__The problem__. Beginning with the line that holds "Target: shorebird", please retype each line through the end of the listing below, both ends included, and nothing more.

-- Task data follows --

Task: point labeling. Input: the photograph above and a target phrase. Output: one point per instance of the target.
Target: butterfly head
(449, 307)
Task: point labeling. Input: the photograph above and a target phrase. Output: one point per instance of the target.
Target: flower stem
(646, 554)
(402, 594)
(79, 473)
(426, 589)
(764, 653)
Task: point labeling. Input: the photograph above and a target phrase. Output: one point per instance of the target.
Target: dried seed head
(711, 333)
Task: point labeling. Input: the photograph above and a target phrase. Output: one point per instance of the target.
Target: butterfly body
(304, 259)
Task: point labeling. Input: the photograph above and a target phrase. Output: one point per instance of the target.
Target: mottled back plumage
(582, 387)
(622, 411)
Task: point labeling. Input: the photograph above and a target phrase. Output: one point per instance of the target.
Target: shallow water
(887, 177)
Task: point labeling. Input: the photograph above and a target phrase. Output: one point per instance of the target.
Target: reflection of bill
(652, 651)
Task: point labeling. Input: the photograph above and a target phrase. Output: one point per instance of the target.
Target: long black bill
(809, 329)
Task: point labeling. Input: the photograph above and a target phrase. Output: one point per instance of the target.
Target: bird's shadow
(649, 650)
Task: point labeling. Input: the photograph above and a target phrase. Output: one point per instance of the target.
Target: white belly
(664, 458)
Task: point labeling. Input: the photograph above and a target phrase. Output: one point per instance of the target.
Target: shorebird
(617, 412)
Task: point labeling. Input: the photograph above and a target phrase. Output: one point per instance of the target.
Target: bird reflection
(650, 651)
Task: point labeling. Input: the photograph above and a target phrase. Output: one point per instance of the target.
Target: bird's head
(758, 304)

-- Task data concluded --

__Response__.
Target: shorebird
(617, 412)
Task: point labeling. Input: the photograph above and a target phrase. Output: one point per instance of the target.
Target: bird reflection
(650, 651)
Task: point labeling. Input: the photograph above and a target phrase. Output: one point per instance of the target.
Target: bird's head
(758, 304)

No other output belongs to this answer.